(Data excerpts)
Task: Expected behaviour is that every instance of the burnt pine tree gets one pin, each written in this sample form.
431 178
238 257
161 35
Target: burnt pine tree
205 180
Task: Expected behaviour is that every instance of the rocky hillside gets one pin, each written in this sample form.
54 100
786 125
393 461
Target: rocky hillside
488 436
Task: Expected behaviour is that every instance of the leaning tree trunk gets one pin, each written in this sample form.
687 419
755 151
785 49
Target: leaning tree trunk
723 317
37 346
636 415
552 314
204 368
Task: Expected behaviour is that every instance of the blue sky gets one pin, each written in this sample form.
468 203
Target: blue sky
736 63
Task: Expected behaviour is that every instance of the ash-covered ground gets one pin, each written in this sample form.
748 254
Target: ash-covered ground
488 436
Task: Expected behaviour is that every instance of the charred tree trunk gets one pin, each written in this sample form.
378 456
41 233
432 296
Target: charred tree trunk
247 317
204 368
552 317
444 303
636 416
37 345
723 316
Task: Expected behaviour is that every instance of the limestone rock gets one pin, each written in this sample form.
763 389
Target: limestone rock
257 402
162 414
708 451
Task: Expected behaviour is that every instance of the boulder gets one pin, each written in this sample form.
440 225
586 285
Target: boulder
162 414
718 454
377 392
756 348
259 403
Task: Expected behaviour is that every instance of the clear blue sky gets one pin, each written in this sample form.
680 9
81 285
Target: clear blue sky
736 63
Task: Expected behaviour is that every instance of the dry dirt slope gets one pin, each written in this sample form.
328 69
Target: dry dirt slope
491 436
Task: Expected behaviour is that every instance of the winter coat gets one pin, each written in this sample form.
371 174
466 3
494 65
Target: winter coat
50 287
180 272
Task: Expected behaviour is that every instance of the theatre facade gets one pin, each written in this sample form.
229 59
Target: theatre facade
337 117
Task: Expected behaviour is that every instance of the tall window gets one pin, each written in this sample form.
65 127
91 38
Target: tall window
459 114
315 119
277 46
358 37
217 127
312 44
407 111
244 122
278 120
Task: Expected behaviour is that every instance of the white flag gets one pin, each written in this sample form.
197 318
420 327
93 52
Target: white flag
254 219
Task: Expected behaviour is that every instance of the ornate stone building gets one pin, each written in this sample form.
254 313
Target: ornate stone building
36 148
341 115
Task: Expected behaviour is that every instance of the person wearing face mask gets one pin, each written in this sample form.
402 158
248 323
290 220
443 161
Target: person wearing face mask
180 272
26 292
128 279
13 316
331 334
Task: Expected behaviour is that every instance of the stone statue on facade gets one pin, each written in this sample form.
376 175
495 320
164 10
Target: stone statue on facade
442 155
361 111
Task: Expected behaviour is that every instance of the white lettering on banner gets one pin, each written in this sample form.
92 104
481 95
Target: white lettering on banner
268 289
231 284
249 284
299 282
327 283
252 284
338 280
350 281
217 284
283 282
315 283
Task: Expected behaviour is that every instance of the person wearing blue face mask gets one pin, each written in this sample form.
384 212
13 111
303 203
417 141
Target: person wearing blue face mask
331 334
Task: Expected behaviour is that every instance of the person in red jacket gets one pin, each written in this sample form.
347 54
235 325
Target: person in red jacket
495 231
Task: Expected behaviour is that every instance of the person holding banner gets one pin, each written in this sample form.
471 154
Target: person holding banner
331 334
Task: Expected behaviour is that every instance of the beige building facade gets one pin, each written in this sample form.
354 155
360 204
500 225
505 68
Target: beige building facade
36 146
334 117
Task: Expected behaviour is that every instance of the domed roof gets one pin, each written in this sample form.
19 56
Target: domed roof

(Exercise goal) Could you rewrite all of the data above as a JSON list of strings, with one string per line and blank lines left out?

(Task solution)
[
  "Task: Expected behaviour is that every instance of the burnt pine tree gets one pin, each written in this sample form.",
  "431 178",
  "238 257",
  "161 35",
  "Target: burnt pine tree",
  "205 180",
  "Task: Expected behaviour is that every instance of the rocky hillside gets one pin, each written in this sample form.",
  "54 100",
  "786 125",
  "393 461",
  "Target: rocky hillside",
  "488 436",
  "Task: Expected behaviour is that every instance of the leaning tree trunk gets one pin, each written in this sample form.",
  "687 419",
  "755 151",
  "785 49",
  "Target: leaning tree trunk",
  "723 317",
  "37 346",
  "636 415",
  "552 314",
  "204 368",
  "Task: Expected behaviour is that every instance of the blue sky gets one pin, each written in this sample form.",
  "468 203",
  "Target: blue sky",
  "736 63",
  "Task: Expected behaviour is that every instance of the ash-covered ground gets one pin, each written in this sample form.",
  "748 254",
  "Target: ash-covered ground",
  "488 436",
  "Task: Expected behaviour is that every instance of the charred tree trunk gets one pin, each written in this sample form.",
  "378 456",
  "41 233",
  "432 296",
  "Target: charred tree trunk",
  "247 317",
  "204 368",
  "552 317",
  "444 303",
  "636 416",
  "37 345",
  "723 316",
  "Task: Expected behaviour is that every instance of the limestone rock gets one pin, each written in this sample form.",
  "763 389",
  "Target: limestone rock",
  "257 402",
  "162 414",
  "708 451",
  "Task: Expected behaviour is that every instance of the boulder gets one pin, each written in this sample form.",
  "440 225",
  "586 285",
  "Target: boulder",
  "162 414",
  "718 454",
  "377 392",
  "756 348",
  "259 403",
  "Task: Expected behaviour is that every instance of the clear blue sky gets one pin, each written in this sample form.",
  "680 9",
  "81 285",
  "Target: clear blue sky",
  "736 63",
  "Task: Expected behaviour is that every instance of the dry dirt slope gets one pin, each written in this sample form.",
  "328 69",
  "Target: dry dirt slope",
  "491 436",
  "Task: Expected behaviour is that every instance of the winter coat gets one pin, each written in this sample form.",
  "371 174",
  "466 3",
  "494 65",
  "Target: winter coat",
  "50 287",
  "180 272",
  "Task: Expected behaviour is that every instance of the theatre facade gets one pin, each written in this sample form.",
  "229 59",
  "Target: theatre facade",
  "337 117",
  "Task: Expected behaviour is that every instance of the tall window gets one pin, each written in this sample form.",
  "65 127",
  "91 38",
  "Target: tall window",
  "459 114",
  "315 119",
  "277 46",
  "358 37",
  "217 127",
  "312 44",
  "407 111",
  "244 122",
  "278 120",
  "Task: Expected behaviour is that every instance of the white flag gets one pin, each written in this sample form.",
  "197 318",
  "420 327",
  "93 52",
  "Target: white flag",
  "254 219",
  "Task: Expected behaviour is that every instance of the ornate stone building gets one pin, each written in this sample form.",
  "254 313",
  "Target: ornate stone building",
  "36 148",
  "341 115",
  "Task: Expected behaviour is that every instance of the person wearing face mask gets one pin, each written in this sample form.",
  "402 158",
  "248 323",
  "290 220",
  "443 161",
  "Target: person wearing face mask",
  "180 272",
  "26 292",
  "128 279",
  "13 316",
  "331 334",
  "Task: Expected behaviour is that every instance of the stone statue on facade gets one pin, each written in this sample form.",
  "376 175",
  "495 320",
  "164 10",
  "Target: stone statue on facade",
  "442 155",
  "361 111",
  "Task: Expected behaviour is that every instance of the white lettering on banner gets one pin, each written in this sample form.",
  "92 104",
  "481 95",
  "Target: white lettering on banner",
  "268 289",
  "231 284",
  "249 284",
  "299 282",
  "327 283",
  "252 284",
  "338 280",
  "350 281",
  "217 284",
  "283 282",
  "315 283",
  "Task: Expected behaviour is that every instance of the person wearing blue face mask gets one pin, each written in this sample form.",
  "384 212",
  "13 111",
  "303 203",
  "417 141",
  "Target: person wearing blue face mask",
  "331 334",
  "Task: Expected behaviour is that every instance of the person in red jacket gets one pin, each written in this sample form.",
  "347 54",
  "235 325",
  "Target: person in red jacket",
  "495 231",
  "Task: Expected behaviour is that every instance of the person holding banner gets one pin, each written in this sample form.",
  "471 154",
  "Target: person holding banner",
  "331 334",
  "Task: Expected behaviour is that every instance of the beige building facade gets one pin, each written in this sample form.",
  "354 155",
  "360 204",
  "500 225",
  "505 68",
  "Target: beige building facade",
  "36 146",
  "334 117",
  "Task: Expected behaviour is that every instance of the domed roof gets one pin, each written in this sample form.",
  "19 56",
  "Target: domed roof"
]